記述練習: 「Exercise. Pick out the young」を含む行から「<point>329,391</point>」を含む行まで（両端の行も含む）を、「one instance to a line」を「one per line」に入れ替え、ほかは変えずにもう一度書いてください。
▼▼▼
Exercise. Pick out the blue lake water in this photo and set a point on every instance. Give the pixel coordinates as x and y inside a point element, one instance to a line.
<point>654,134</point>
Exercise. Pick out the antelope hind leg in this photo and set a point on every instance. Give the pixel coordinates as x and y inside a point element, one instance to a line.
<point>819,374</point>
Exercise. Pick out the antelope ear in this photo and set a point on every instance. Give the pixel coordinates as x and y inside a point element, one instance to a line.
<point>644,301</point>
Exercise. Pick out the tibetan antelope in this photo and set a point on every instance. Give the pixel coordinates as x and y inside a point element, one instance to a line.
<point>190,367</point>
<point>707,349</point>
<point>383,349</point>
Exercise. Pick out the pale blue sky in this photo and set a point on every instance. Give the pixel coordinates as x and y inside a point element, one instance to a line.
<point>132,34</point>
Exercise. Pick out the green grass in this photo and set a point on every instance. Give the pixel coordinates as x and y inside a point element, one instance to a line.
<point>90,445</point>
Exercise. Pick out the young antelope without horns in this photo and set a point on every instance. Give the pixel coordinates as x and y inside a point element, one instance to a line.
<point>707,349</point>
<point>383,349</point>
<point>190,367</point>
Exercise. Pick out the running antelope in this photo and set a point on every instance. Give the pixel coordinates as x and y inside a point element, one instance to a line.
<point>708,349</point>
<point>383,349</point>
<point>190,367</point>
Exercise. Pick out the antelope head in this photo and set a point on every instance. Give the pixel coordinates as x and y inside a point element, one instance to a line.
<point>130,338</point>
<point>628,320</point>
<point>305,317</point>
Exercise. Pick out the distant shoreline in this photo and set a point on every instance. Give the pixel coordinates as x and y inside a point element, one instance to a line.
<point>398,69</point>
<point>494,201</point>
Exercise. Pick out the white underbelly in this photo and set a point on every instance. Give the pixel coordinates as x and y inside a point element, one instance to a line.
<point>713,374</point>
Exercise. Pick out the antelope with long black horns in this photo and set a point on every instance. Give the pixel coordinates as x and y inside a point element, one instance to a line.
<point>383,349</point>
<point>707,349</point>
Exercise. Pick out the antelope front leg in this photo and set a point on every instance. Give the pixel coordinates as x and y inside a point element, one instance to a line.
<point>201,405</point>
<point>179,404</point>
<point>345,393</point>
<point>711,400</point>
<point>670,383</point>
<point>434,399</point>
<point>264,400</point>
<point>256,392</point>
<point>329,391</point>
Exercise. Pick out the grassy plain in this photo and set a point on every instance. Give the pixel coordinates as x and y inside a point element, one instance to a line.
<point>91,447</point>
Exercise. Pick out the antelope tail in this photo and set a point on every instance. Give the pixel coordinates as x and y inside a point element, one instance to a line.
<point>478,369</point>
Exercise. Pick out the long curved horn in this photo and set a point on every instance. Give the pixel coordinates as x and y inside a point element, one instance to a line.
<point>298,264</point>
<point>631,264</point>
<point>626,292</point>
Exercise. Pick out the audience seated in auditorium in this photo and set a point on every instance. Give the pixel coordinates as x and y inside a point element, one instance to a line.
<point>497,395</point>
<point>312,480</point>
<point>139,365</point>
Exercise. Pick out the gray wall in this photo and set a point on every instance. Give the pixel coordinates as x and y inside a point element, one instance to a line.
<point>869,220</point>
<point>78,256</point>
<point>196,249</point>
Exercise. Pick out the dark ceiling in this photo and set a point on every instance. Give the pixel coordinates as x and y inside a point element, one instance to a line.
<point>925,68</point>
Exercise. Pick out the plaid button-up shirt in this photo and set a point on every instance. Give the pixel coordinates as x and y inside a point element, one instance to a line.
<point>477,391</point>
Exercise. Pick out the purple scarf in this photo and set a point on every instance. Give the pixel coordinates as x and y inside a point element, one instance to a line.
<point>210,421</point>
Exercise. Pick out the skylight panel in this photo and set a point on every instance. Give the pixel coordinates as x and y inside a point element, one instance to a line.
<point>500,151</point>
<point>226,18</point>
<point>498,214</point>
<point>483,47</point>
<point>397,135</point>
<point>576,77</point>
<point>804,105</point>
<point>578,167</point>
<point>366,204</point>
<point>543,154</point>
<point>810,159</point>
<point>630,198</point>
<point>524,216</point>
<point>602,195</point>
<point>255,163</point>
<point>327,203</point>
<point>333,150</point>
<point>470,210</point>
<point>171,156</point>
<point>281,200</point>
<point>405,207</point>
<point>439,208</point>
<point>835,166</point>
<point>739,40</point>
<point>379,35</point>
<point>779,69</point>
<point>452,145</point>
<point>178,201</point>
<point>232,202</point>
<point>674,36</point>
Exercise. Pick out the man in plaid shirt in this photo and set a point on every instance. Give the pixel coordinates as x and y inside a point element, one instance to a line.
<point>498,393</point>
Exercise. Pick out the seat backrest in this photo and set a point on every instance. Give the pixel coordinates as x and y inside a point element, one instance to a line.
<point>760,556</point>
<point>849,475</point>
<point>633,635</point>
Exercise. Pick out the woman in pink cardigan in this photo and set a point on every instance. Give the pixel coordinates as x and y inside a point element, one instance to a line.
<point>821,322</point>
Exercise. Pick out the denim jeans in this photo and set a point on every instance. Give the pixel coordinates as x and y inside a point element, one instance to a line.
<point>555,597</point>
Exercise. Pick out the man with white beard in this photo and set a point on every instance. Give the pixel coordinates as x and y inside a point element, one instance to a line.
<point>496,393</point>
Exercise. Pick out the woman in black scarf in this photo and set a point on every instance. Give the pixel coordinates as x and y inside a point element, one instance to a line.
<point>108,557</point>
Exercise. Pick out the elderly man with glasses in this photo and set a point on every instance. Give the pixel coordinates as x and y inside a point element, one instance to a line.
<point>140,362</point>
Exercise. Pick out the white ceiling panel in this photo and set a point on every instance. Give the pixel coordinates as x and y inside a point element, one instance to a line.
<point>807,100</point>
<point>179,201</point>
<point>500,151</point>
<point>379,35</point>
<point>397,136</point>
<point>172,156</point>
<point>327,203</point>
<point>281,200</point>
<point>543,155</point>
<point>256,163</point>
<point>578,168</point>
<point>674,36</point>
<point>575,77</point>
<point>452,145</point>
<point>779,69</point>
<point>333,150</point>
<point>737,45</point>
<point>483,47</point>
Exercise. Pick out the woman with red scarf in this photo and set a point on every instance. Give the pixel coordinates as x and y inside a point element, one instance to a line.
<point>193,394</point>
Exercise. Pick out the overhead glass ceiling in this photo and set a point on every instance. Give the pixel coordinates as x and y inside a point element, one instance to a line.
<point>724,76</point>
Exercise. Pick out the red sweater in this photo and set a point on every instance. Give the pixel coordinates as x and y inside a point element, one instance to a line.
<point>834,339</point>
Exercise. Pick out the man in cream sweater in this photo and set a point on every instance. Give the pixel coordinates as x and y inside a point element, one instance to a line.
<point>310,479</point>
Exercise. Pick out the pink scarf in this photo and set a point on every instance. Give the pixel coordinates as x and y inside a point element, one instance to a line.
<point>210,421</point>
▲▲▲
解答例:
Exercise. Pick out the young antelope without horns in this photo and set a point on every instance. Give the pixel coordinates as x and y inside a point element, one per line.
<point>707,349</point>
<point>383,349</point>
<point>190,367</point>
Exercise. Pick out the running antelope in this photo and set a point on every instance. Give the pixel coordinates as x and y inside a point element, one per line.
<point>708,349</point>
<point>383,349</point>
<point>190,367</point>
Exercise. Pick out the antelope head in this photo and set a point on every instance. Give the pixel coordinates as x and y inside a point element, one per line.
<point>130,338</point>
<point>628,320</point>
<point>305,317</point>
Exercise. Pick out the distant shoreline in this photo and set a point on every instance. Give the pixel coordinates as x and y inside a point element, one per line.
<point>398,69</point>
<point>494,201</point>
Exercise. Pick out the white underbelly in this photo and set a point on every instance. Give the pixel coordinates as x and y inside a point element, one per line.
<point>713,374</point>
Exercise. Pick out the antelope with long black horns in this photo and set a point on every instance. Give the pixel coordinates as x and y inside a point element, one per line.
<point>383,349</point>
<point>707,349</point>
Exercise. Pick out the antelope front leg in this photo and set a point on every instance. Give the pixel coordinates as x and y inside a point element, one per line.
<point>201,405</point>
<point>179,404</point>
<point>345,393</point>
<point>711,400</point>
<point>670,383</point>
<point>434,399</point>
<point>264,400</point>
<point>256,392</point>
<point>329,391</point>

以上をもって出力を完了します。